begin

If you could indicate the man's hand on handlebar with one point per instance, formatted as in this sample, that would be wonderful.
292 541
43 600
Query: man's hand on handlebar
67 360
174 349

end

STATED PROBLEM
Set down every line of the listing above verbatim, keeping the original order and line breaks.

RIGHT ANSWER
If you could indicate the man's hand on handlebar with one point per instance, formatted as in this sample, that would be wonderful.
292 541
43 600
Query: man's hand on handlebar
67 360
174 349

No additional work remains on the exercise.